● Document section
Review: At Family Thai, reliable family dining from all over, in two locations

In South Buffalo and Riverside, family-run place with $13-and-under menu shines

Chicken coconut curry noodle soup at Family Thai

Over time, restaurant-goers develop a list of places that solve particular issues they face. 

Where can we take mom that will make her happy? 

Where can we host visitors to make them wish they lived in Buffalo? 

Where can we feed a party that includes dedicated carnivores and vegans who believe meat is murder, for as little money as possible? 

The last one, for me, brings up Family Thai’s locations on Babcock Street in South Buffalo and Tonawanda Street in Riverside. In recent years, Family Thai has been one of my go-to answers for dining parties who want multicultural adventure on a budget.

Things can get interesting fast at Family Thai, for not much of an investment.

● Material supplied
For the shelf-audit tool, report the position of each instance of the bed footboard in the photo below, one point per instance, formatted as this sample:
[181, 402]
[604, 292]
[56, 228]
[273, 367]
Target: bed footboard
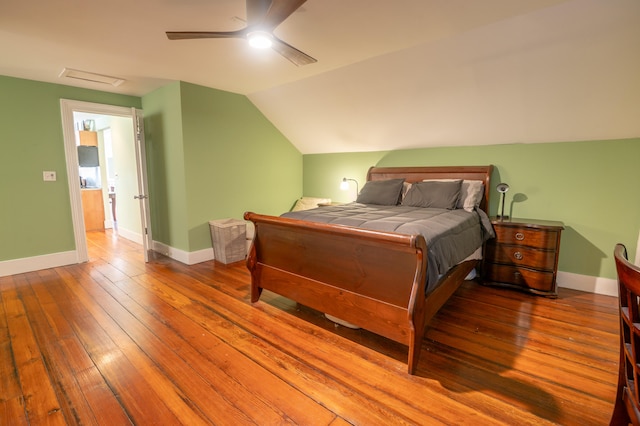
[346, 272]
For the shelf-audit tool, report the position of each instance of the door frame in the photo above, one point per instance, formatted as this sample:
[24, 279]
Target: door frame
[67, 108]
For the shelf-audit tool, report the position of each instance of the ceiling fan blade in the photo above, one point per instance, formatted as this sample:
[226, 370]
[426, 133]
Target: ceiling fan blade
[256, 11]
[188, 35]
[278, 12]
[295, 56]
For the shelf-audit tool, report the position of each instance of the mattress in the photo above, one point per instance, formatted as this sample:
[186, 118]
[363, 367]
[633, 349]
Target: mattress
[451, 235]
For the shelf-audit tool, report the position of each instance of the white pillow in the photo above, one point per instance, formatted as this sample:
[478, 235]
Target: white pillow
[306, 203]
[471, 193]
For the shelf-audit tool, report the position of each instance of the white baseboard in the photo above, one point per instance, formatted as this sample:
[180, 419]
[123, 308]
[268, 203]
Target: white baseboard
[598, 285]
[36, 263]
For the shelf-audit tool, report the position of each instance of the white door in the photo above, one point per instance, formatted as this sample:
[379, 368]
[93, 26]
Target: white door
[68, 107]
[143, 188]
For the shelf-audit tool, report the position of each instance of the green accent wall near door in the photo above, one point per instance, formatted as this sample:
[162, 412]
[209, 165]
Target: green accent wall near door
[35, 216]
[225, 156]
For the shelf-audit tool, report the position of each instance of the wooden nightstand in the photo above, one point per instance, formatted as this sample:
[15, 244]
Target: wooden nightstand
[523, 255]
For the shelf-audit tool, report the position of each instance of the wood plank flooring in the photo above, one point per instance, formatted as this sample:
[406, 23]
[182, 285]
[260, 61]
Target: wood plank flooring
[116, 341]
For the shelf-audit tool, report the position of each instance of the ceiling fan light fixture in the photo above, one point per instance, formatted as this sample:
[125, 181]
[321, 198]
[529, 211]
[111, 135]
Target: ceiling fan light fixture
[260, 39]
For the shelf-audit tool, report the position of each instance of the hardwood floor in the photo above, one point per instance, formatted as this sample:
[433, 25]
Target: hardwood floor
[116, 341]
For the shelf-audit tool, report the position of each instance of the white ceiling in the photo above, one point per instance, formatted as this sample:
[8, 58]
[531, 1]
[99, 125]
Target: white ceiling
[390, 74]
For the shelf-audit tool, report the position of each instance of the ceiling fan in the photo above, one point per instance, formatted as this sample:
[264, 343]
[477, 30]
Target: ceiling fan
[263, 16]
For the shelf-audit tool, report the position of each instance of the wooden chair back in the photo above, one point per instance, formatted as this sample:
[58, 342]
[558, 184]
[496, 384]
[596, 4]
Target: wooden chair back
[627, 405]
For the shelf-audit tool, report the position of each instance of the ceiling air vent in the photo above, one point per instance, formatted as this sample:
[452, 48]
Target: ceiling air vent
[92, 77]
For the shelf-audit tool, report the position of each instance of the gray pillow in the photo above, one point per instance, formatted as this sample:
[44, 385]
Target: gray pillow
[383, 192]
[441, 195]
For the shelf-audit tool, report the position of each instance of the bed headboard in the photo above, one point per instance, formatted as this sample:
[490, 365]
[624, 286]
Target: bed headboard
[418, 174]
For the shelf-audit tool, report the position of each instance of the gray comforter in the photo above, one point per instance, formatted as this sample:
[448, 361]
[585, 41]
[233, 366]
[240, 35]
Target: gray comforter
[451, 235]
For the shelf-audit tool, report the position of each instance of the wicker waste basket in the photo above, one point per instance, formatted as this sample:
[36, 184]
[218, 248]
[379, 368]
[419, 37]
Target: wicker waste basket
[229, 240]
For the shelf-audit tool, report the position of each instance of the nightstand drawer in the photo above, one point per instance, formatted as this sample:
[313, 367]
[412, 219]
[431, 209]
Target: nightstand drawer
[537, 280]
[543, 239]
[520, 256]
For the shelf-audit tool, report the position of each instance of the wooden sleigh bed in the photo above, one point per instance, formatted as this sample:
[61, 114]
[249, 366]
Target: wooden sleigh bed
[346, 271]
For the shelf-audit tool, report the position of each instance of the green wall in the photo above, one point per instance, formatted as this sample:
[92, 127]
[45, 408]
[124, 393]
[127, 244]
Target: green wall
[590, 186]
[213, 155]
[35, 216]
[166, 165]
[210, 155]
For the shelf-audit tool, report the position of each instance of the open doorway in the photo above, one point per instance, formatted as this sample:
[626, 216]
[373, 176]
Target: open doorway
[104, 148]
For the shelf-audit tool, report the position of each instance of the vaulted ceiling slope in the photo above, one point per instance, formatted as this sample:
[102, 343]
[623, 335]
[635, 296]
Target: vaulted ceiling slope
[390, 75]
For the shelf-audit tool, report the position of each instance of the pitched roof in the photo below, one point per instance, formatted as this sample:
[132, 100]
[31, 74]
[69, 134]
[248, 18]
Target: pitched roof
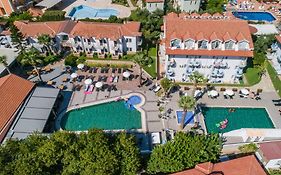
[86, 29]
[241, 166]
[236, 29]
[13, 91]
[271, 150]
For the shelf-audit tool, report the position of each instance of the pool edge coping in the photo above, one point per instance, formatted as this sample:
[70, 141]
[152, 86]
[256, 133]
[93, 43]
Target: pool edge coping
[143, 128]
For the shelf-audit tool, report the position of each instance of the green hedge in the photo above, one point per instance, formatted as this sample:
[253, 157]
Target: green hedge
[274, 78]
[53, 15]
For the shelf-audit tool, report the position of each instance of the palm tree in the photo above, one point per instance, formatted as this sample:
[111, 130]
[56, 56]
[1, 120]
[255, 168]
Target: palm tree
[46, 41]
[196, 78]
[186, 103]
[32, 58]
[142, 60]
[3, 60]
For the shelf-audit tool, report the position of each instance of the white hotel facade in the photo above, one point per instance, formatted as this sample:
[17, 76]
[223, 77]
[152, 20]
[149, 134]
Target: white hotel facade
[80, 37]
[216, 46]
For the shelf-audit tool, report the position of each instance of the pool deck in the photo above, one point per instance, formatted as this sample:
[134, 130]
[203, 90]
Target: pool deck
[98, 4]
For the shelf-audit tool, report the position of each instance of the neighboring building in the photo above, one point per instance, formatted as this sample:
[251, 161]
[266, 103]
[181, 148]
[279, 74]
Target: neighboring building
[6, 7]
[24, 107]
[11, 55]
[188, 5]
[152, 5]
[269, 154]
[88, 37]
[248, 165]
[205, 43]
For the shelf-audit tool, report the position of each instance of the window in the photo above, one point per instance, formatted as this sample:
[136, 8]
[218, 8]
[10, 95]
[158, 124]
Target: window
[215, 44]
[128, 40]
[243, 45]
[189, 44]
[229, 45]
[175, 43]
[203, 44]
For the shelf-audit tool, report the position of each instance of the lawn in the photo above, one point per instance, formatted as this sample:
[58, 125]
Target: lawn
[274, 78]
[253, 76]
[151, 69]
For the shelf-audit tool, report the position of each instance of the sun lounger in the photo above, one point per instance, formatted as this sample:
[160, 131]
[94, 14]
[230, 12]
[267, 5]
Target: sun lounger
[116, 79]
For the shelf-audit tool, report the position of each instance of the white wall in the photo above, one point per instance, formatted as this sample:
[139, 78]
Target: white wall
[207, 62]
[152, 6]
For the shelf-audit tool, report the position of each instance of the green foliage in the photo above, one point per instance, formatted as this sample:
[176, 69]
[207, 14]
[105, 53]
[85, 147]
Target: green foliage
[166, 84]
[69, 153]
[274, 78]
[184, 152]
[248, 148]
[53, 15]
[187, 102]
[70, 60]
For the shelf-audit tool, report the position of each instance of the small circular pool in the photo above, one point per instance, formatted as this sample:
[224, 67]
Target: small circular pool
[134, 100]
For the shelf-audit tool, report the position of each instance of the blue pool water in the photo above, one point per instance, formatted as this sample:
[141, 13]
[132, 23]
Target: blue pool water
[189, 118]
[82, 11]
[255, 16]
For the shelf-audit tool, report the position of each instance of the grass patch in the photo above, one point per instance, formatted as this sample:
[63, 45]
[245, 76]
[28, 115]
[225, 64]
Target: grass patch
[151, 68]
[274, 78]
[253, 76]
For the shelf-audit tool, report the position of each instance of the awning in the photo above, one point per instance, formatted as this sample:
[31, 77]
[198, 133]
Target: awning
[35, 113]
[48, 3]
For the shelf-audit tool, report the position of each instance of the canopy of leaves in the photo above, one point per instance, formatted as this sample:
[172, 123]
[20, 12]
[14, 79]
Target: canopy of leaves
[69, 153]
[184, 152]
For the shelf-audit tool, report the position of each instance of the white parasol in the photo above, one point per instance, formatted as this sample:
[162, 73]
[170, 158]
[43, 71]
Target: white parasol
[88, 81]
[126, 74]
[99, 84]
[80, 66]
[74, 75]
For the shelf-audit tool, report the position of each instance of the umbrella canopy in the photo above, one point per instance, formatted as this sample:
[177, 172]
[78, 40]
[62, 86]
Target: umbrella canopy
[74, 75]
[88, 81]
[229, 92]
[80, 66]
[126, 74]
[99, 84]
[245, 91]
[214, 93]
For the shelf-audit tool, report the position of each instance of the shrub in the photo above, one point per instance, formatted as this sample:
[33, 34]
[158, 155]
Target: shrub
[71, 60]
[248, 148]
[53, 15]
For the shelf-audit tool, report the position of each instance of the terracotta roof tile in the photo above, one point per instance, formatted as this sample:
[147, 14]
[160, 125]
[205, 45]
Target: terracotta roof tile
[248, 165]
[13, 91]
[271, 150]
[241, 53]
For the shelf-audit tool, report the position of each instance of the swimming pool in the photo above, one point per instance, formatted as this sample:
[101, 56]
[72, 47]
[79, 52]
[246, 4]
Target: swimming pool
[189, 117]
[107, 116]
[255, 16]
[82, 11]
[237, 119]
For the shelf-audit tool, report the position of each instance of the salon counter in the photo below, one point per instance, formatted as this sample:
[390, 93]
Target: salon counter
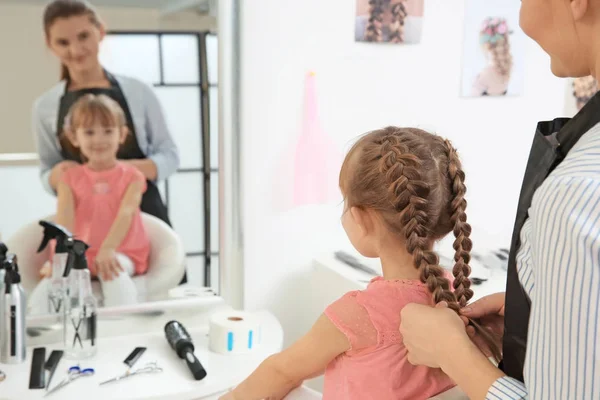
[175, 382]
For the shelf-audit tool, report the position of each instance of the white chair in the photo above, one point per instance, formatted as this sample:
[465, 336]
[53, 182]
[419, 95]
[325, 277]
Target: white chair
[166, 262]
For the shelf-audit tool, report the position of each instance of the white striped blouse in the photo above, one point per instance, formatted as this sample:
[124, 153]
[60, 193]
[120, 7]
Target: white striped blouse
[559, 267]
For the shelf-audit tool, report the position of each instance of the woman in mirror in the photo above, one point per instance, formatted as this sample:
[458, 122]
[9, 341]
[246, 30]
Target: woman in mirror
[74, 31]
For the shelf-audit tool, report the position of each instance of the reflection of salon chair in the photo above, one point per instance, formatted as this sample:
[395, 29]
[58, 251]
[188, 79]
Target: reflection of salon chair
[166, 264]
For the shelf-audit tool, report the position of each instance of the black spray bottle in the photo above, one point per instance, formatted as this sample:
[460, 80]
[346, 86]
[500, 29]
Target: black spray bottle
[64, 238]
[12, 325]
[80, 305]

● What you need to do
List every distinct place name that appears in the Family Thai review. The entries stand apart from the text and are separate material.

● Task output
South Buffalo, Riverside, Buffalo, Babcock Street, Tonawanda Street